**Your task:** List each line from the rows below that contains the string "kitchen". Case counts.

**Input for this task:**
□ □ □ □ □ □ □
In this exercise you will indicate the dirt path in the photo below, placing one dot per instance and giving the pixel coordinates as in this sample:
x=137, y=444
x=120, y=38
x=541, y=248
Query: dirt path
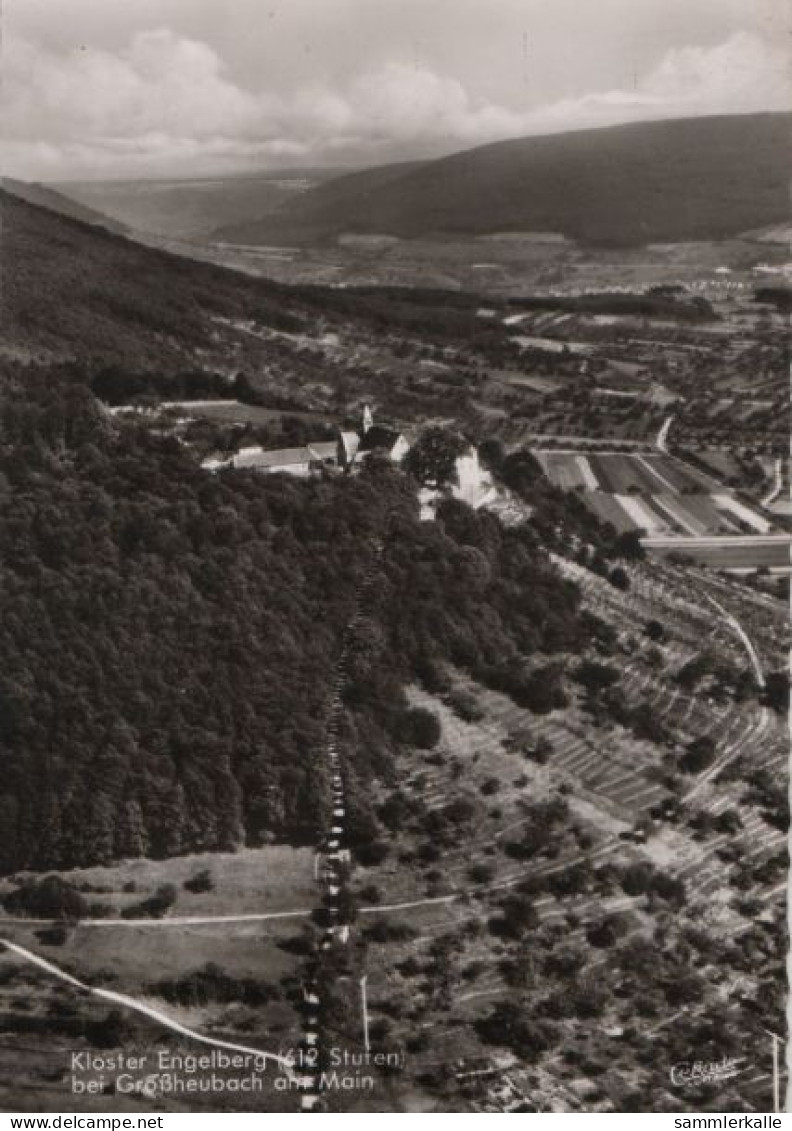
□ □ □ □ □ □ □
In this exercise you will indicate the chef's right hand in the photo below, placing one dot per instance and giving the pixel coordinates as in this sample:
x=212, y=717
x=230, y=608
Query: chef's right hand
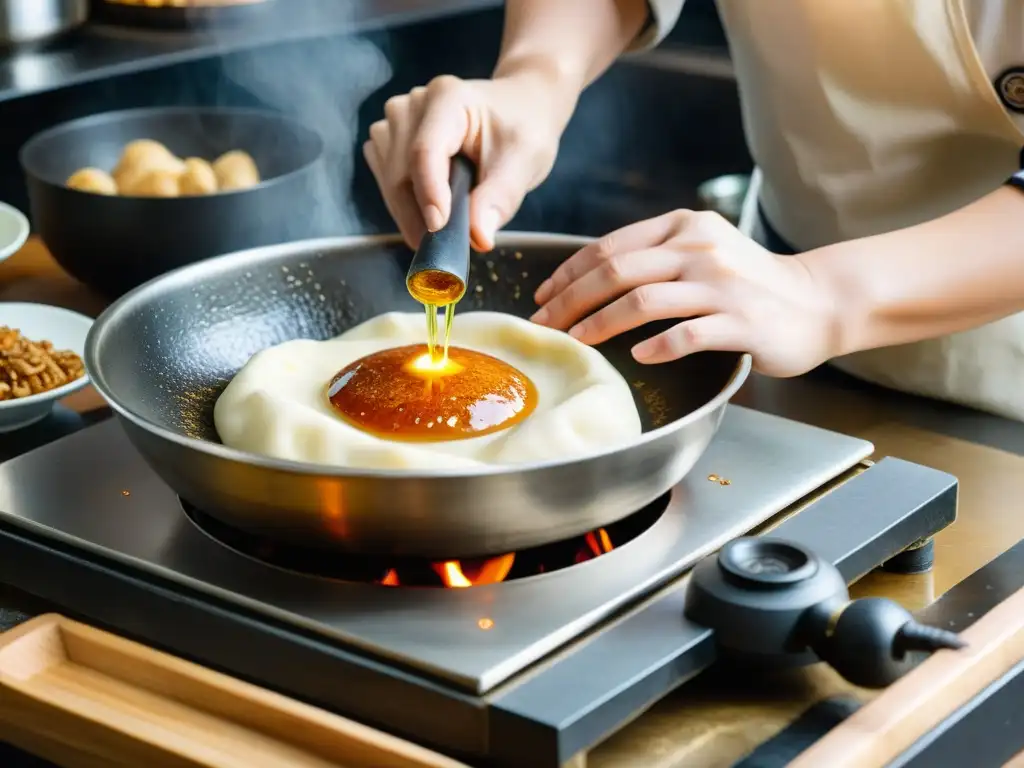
□ □ □ □ □ □ □
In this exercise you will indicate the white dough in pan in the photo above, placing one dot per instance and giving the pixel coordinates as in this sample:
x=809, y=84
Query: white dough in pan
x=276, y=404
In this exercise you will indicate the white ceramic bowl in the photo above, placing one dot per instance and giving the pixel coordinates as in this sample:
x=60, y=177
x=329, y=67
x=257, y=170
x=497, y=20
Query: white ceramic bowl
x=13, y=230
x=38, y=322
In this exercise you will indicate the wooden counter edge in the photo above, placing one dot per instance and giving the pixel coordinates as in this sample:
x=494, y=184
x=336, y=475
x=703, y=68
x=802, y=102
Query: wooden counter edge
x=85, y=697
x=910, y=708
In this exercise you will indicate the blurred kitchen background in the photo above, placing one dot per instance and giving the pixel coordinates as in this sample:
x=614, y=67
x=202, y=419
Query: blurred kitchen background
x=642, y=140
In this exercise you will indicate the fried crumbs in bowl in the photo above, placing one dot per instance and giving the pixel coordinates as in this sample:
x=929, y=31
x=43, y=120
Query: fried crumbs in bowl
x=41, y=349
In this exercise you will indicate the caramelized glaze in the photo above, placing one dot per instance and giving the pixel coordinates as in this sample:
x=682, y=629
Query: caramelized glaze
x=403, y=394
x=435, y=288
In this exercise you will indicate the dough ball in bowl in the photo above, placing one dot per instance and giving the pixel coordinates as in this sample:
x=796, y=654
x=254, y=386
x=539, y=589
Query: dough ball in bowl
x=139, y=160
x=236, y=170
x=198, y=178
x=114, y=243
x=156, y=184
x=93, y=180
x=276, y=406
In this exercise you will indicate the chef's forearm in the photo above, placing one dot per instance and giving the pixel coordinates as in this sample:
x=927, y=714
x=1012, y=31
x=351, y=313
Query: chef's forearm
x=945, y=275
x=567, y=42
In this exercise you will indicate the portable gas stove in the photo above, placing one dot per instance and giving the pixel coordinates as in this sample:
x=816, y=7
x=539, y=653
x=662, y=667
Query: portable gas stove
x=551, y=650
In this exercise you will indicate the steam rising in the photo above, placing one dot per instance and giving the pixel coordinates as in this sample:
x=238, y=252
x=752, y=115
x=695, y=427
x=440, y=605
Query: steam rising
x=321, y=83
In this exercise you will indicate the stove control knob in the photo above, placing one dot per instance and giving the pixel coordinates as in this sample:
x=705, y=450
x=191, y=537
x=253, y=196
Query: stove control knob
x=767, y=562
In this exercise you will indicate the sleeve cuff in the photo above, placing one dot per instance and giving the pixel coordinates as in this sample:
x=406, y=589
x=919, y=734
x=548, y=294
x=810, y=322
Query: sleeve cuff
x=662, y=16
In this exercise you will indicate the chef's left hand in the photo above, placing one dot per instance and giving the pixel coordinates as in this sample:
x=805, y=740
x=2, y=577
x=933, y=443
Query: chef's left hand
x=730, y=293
□ □ □ □ □ □ □
**Output:**
In this exercise you will indicate the blurred kitchen background in the photo above, placing one dot per instance and giving the pixel coordinates as in this sample:
Query: blurred kitchen background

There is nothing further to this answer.